** Start TEXT BLOCK **

Motivation
Predict unknown values based on known values
Modeling Process
Choose a Model:** Constant model Choose a Loss Function:** Squared Loss, Absolute Loss Minimize average loss across entire dataset to determine optimal parameters
Correlation
Correlation Coefficient (r): Measures the strength of the LINEAR association between two variables
-
r is unitless and ranges between -1 and 1
- if r = 1, x = y and all points fall exactly on the line
- if r = -1, -x = y and all points fall exactly on the line
- if r = 0, there is no linear association between x and y
- r says nothing about causation or non-linear association. Remember correlation does not imply causation!
r = average of the product of x and y, both measured in standard units xi in standard units = (xi - x) / o_x
Covariance: r * stdx * stdy
Simple Linear Regression
Motivation: Want to predict value of y for and given x. A naive attempt for getting children heights given parent heights is to compute the average value of y for each x value, then use those as predicts.
Simple linear regression: y = a + bx To determine optimal a and b, choose a loss function. If the loss function is squared loss, the objective function is mean squared error(MSE).
To solve for the optimal parameters, we use the objective function and minimize the mean squared error by hand using calculus.
b = r * (oy/ox) a = ybar - b * xbar This gives us parameter estimates for x and y.
Loss Surfaces
Usually 3d, with axes being a, b and loss(y = a + bx)
Model Interpretation
Slope - measured in units of y per unit of x
New data needs to be similar to original data - you cannot predict the weight of a chihuahua’s weight given a model for golden retrievers
Visualize, then quantify - watch out for anscombe’s quartet
Terminology
Names for the x variable:
- Feature
- Covariate
- Independent variable
- Explanatory variable
- Predictor
- Input
- Regressor
Names for the y variable:
- Output
- Outcome
- Response
- Dependent variable
Adding independent variables
Use a weighted sum of coefficients and input variables.

** End TEXT BLOCK **
** Start RECORDED INFORMATION **

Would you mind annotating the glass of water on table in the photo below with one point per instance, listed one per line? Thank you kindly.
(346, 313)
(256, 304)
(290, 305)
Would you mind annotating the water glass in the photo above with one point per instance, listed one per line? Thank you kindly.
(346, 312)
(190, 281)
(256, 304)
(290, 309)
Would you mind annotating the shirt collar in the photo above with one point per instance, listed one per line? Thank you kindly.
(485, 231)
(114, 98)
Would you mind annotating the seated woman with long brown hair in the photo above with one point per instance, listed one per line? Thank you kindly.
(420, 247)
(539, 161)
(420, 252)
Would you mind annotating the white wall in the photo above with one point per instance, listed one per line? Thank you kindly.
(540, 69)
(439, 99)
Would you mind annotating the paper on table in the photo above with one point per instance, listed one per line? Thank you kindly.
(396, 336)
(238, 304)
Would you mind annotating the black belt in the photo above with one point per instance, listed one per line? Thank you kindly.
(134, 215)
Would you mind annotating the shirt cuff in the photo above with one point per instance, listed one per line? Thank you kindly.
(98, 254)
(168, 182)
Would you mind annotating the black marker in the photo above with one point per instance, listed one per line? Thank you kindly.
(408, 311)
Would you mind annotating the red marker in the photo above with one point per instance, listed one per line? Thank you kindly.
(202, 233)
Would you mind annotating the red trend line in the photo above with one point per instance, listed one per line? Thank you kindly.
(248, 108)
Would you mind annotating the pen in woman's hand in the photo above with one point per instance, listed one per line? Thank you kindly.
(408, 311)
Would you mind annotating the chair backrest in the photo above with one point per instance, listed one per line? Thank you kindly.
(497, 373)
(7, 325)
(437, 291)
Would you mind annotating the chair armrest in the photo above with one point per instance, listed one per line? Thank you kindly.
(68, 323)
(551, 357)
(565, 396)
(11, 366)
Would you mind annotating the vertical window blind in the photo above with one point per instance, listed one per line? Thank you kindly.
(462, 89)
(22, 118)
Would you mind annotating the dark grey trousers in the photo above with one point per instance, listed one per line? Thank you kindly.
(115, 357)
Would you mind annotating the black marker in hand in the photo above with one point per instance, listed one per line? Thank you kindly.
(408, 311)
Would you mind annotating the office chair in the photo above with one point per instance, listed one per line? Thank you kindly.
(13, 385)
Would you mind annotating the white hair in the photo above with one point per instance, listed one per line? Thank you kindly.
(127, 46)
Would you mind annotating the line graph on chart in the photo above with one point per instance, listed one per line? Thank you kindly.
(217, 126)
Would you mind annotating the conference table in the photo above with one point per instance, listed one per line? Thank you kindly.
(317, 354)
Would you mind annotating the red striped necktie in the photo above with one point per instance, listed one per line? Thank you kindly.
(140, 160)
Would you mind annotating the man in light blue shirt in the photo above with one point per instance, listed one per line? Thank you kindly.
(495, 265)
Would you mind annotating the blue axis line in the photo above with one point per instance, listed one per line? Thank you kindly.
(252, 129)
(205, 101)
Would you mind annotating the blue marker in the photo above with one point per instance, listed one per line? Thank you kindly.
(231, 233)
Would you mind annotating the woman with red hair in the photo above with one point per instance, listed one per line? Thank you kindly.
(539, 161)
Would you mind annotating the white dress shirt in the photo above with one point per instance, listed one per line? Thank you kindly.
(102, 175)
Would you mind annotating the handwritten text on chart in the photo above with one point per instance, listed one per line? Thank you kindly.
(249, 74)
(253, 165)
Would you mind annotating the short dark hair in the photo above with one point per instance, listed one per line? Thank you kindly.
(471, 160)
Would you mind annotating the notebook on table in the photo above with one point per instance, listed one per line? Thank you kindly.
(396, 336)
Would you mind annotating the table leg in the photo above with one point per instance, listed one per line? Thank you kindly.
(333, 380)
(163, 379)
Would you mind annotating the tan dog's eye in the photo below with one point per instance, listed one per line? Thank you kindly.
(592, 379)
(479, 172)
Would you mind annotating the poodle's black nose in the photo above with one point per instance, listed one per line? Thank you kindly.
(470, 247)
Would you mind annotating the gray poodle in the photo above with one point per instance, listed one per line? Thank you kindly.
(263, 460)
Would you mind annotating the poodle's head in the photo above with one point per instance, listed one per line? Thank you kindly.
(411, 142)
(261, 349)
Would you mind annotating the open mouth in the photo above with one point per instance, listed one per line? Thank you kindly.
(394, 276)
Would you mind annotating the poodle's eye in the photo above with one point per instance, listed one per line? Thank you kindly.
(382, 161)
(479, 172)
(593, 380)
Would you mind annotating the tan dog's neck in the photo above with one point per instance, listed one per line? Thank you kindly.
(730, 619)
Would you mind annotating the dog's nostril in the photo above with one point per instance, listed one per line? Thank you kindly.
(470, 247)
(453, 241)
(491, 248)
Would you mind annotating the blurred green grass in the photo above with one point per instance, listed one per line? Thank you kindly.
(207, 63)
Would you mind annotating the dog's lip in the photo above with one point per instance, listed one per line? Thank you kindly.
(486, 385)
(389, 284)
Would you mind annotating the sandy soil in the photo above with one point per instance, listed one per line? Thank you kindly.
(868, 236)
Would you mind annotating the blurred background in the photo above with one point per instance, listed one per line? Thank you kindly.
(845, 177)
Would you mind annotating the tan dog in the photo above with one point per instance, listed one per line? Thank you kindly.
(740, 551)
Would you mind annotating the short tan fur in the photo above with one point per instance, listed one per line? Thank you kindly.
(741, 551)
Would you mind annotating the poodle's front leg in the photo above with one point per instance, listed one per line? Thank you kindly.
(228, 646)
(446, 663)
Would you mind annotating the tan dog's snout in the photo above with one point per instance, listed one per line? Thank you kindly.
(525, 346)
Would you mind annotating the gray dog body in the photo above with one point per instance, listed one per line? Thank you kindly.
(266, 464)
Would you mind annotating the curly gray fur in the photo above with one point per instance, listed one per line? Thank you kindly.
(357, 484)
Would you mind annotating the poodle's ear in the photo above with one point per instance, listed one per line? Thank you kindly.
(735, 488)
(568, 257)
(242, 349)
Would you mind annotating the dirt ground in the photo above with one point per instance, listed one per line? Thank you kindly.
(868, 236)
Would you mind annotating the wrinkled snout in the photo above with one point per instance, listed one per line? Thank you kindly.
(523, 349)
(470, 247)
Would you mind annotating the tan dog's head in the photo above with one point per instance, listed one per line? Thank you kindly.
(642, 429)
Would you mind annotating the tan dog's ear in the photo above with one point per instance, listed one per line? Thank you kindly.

** End RECORDED INFORMATION **

SET EXERCISE 1
In the regression notes, rewrite the paragraph that begins "Simple linear regression: y = a + bx" as a short bulleted list that keeps its main facts.
SET EXERCISE 2
State whether each statement agrees with the regression notes, answering yes or no and quoting the deciding words from the notes.
(a) The correlation coefficient r is measured in the same units as x.
(b) A value of r can show that one variable causes another.
(c) The slope is measured in units of y per unit of x.
SET EXERCISE 3
Continue the regression notes, starting after their final sentence.

TASK RESULT 1
- Simple linear regression uses the model y = a + bx.
- Finding the optimal a and b requires choosing a loss function.
- With squared loss, the objective function is mean squared error (MSE).

TASK RESULT 2
(a) No: "r is unitless and ranges between -1 and 1"
(b) No: "r says nothing about causation or non-linear association."
(c) Yes: "Slope - measured in units of y per unit of x"

TASK RESULT 3
Evaluating Models
- Look at Mean Squared Error(MSE) or Root Mean Squared Error(RMSE)
- Look at the correlations
- Look at a residual plot
Root Mean Squared Error: Square root of the mean squared error. RMSE is in the same units as y. A lower RMSE indicates more accurate predictions. It is impossible to lower the RMSE just by adding features using the same data
R squared: Used to measure the strength of the linear association between our actual y and predicted y. aka coefficient of determination.
R^2 = variance of fitted values / variance of y
Ordinary Least Squares
Multiple regression using matrix multiplication
Multiple regression is of the form
y = theta_0 + theta_1 * x_1 + theta_2 * x_2 + ... + theta_p * x_p
We can restate this as a dot product
y = x^T * theta
Design Matrix
Motivation: the mean squared error involves all observations at once, it would be nice to express our model in terms of all observations, not just one. We can put them into a design matrix.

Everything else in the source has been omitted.